What you will do: Reproduce all entries precisely as they are written.
::: Data shown
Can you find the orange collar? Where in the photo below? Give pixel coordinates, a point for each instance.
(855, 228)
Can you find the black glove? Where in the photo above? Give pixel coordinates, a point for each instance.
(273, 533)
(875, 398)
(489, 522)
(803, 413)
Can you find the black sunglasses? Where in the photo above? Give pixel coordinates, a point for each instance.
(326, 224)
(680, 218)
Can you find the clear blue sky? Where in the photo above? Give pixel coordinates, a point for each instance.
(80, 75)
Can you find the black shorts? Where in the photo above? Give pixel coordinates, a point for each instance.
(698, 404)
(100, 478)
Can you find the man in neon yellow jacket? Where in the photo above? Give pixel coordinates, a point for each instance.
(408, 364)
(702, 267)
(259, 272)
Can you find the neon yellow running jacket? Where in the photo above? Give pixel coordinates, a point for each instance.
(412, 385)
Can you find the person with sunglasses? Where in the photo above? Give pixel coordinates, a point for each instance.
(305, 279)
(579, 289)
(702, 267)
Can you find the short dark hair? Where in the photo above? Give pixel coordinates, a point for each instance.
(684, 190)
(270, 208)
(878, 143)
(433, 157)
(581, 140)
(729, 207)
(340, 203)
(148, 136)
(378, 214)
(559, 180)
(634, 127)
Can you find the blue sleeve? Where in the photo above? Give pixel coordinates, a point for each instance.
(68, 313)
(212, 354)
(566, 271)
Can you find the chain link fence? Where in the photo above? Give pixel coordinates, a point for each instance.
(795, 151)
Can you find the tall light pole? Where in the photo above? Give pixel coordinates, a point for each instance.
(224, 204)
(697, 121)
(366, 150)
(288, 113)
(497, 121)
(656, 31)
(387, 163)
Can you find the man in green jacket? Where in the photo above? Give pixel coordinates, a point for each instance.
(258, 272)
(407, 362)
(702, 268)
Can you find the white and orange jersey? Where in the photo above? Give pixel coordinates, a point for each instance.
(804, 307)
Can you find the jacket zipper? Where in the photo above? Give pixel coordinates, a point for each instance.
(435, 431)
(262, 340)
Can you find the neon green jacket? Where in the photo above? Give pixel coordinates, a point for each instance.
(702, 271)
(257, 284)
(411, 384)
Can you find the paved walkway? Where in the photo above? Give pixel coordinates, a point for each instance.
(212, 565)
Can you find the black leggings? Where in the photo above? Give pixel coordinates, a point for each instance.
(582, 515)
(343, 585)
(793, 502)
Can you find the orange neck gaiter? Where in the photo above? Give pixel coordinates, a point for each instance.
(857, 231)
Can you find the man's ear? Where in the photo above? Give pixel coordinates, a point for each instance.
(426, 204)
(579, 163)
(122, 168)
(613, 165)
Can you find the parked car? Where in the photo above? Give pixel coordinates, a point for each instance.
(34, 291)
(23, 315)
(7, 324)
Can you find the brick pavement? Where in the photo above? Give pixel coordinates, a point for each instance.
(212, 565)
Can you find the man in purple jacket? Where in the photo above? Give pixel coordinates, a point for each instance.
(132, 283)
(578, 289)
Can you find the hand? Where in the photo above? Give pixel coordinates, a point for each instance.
::::::
Answer for the task:
Can you find the orange collar? Where in the photo below? Give pixel coordinates, a point for each instance.
(855, 228)
Can you find the black glove? Where in the photo above? Give pixel coordinates, a point for each instance.
(273, 533)
(875, 398)
(489, 522)
(803, 413)
Can you find the black sunglasses? Where in the photo above? Give pixel coordinates, a point for each instance.
(326, 224)
(680, 218)
Can you find the clear blue sky? Where in the photo above? Give pixel coordinates, a point for each instance.
(80, 75)
Can you find the black shorts? Where in the photo above? Give pixel coordinates, a point for each instance.
(698, 404)
(100, 478)
Can you find the man in neon yellow jacket? Where in the photo above? Give pixel coordinates, a point for each instance.
(408, 364)
(702, 267)
(259, 272)
Can you find the neon yellow running jacket? Where in the photo above? Give pixel coordinates, a point for each instance.
(412, 385)
Can you find the person with sunglasses? Where in the photo above? Give pixel coordinates, a point for each instance.
(305, 279)
(579, 289)
(702, 267)
Can you find the short dark hair? Where in the photo above? Give pixel coordinates, a point for each instance.
(684, 190)
(270, 208)
(878, 143)
(433, 157)
(581, 140)
(729, 207)
(340, 203)
(148, 136)
(378, 214)
(559, 180)
(634, 127)
Can you find the blue sleeve? Where in the photo above? Give pixel coordinates, a point for each instance.
(68, 313)
(212, 354)
(566, 271)
Can you find the chain link fence? Where in the photo above? Give pixel coordinates, a point for each instance.
(795, 151)
Can you find the tall light pole? Where in the photo above? Give pixel coordinates, a point for each instance.
(224, 204)
(697, 121)
(366, 150)
(288, 113)
(497, 121)
(656, 31)
(387, 163)
Can you find the man in green jacket? Where in the photo above? Give pixel coordinates, a point for each instance.
(258, 272)
(407, 362)
(702, 268)
Can you find the white and orange jersey? Where in the photo above? Give pixel coordinates, a point for each instance.
(804, 307)
Can you find the jacket zipper? Where in the photo above? Give pixel coordinates, a point for each instance.
(435, 431)
(262, 340)
Can you find the neon green jacket? Where in the photo above? Give pixel coordinates, a point for each instance.
(702, 271)
(257, 284)
(411, 384)
Can you find the paved walkway? Where in the photo above? Give pixel coordinates, a point for each instance.
(212, 565)
Can you find the black leggings? Where in the photo above? Give pixel coordinates, a point for each instance.
(582, 515)
(343, 585)
(793, 502)
Can you find the orange neck gaiter? Where in the photo above? Give pixel coordinates, a point for each instance.
(857, 231)
Can you find the man's ear? Where in the photo above? Give pixel coordinates, a point for each instance.
(426, 204)
(579, 163)
(122, 168)
(613, 165)
Can you find the parked car? Where in the photo above? Give pixel coordinates, a point for each instance.
(34, 291)
(23, 315)
(7, 324)
Can you find the brick pavement? Where in the photo above? Give pixel coordinates, a point for each instance.
(212, 565)
Can you find the man in purple jacket? Where in the photo above? Give pixel coordinates, a point for each instance.
(132, 283)
(578, 289)
Can you find the hand? Where in the photo above? Give pixel coordinates, a point for each instance.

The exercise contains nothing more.